### [WHAT YOU WILL DO]
Take the line that contains "Could you mark every instance of the corrugated" as the first line and the last line of the material below as the final one; reproduce exactly the lines between, inclusive.

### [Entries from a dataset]
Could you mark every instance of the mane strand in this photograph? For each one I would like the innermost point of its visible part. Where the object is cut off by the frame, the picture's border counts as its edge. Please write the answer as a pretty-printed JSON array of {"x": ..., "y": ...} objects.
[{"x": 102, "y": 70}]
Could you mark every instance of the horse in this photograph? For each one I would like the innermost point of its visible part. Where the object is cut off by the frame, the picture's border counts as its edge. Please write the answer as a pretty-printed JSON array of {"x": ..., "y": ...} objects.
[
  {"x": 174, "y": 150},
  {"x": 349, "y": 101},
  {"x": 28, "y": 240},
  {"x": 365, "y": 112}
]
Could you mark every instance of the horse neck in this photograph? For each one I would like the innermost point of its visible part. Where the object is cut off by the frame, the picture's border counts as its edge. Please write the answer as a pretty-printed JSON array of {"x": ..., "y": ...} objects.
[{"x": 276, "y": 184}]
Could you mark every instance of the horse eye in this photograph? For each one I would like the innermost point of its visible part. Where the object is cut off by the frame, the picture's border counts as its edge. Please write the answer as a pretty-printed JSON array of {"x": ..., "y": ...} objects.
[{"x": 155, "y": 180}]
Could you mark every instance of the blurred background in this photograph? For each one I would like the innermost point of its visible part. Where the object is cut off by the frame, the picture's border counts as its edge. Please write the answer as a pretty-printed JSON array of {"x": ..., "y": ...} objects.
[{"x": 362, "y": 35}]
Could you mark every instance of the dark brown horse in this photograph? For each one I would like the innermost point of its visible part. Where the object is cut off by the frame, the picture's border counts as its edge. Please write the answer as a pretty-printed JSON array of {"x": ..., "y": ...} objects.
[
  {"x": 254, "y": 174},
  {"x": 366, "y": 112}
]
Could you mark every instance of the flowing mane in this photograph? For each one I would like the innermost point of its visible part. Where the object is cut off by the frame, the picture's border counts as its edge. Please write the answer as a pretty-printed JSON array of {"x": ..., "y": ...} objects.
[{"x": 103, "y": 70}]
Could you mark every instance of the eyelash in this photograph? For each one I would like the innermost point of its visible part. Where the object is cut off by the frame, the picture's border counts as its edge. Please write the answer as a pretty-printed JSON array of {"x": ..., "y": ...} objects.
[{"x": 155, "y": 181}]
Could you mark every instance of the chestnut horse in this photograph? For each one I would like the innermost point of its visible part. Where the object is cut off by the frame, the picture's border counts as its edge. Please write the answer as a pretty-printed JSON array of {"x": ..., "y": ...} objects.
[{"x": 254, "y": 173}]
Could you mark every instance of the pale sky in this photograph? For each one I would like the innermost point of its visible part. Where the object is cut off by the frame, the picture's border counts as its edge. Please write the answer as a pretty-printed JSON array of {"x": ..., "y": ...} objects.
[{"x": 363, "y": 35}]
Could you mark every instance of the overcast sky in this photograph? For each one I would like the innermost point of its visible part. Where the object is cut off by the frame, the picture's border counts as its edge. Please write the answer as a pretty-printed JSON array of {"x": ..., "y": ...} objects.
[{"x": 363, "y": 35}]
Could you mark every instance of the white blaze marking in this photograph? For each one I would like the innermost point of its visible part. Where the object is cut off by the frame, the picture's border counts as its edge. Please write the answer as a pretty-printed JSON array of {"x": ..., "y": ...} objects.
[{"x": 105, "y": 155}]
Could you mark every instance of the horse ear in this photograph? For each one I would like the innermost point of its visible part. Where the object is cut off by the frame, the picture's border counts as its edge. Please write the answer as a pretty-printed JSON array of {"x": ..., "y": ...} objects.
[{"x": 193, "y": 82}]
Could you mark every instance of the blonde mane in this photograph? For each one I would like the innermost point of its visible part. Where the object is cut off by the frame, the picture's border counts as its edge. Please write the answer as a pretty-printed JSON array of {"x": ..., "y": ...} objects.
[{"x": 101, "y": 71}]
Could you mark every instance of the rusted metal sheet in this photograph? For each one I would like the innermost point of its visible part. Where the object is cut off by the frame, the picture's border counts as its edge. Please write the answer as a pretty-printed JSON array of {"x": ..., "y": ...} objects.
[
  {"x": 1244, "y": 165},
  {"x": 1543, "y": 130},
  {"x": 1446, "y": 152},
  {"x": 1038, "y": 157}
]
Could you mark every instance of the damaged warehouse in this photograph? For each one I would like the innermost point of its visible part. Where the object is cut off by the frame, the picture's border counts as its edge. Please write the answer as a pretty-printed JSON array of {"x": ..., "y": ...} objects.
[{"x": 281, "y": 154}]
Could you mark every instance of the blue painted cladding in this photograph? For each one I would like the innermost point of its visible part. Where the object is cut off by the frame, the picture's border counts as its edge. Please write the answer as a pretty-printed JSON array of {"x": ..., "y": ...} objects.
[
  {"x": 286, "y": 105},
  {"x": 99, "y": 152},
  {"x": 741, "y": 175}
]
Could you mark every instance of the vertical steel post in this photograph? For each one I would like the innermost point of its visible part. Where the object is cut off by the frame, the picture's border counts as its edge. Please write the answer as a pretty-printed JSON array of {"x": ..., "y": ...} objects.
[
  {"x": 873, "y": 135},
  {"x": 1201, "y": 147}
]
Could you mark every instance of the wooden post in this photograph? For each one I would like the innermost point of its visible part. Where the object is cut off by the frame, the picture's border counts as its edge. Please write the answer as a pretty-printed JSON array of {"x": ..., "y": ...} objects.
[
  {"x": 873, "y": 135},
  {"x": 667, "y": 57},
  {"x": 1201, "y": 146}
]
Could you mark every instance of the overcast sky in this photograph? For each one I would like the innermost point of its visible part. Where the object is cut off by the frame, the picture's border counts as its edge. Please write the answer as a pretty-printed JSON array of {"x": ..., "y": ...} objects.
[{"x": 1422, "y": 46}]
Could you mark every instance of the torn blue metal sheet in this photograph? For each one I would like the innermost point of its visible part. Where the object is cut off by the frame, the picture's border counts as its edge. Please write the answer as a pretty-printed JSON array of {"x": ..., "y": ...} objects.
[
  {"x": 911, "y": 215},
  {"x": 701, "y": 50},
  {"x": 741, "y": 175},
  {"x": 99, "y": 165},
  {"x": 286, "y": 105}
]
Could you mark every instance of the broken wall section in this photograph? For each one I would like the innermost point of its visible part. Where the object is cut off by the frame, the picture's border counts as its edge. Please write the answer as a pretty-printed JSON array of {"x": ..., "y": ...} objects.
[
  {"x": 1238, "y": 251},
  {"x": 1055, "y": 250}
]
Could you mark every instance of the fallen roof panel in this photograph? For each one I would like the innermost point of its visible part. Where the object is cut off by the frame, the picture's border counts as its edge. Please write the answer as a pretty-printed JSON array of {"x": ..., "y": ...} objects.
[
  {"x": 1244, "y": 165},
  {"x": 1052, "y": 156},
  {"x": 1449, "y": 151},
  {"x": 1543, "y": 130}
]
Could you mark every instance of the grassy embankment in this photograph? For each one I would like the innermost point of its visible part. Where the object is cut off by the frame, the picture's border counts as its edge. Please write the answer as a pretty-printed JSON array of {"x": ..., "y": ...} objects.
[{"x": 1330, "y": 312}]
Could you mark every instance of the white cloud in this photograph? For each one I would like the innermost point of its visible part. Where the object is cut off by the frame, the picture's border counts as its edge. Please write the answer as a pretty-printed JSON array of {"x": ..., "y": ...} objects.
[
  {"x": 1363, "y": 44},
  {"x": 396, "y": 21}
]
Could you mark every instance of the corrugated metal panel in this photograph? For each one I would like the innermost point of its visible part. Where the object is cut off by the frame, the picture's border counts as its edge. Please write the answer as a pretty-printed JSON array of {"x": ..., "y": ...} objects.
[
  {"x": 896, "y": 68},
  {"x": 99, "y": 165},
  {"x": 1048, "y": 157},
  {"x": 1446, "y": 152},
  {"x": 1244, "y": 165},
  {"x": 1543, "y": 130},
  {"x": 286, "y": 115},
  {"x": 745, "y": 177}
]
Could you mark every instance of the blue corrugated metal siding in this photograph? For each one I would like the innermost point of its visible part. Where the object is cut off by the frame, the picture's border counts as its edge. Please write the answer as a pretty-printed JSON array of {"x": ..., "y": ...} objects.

### [WORKED SOLUTION]
Could you mark every instance of the corrugated metal panel in this photograph? For each one I would like the innermost point of its visible part. Where the object is cut off by the frame, the picture's border counts as its edge. Please write the answer as a pretty-printed JSON array of {"x": ..., "y": ...} objects.
[
  {"x": 896, "y": 68},
  {"x": 99, "y": 165},
  {"x": 1048, "y": 157},
  {"x": 1446, "y": 152},
  {"x": 1244, "y": 165},
  {"x": 1543, "y": 130},
  {"x": 286, "y": 115},
  {"x": 745, "y": 177}
]
Could you mark every instance of the blue corrugated metal siding in this photograph? For each one I would like the innermost point of its visible part. Where the object is cut off by the frame, the picture's border counts as its edge. Please write the answer as a pretty-printed JSON array of {"x": ..., "y": ...} objects.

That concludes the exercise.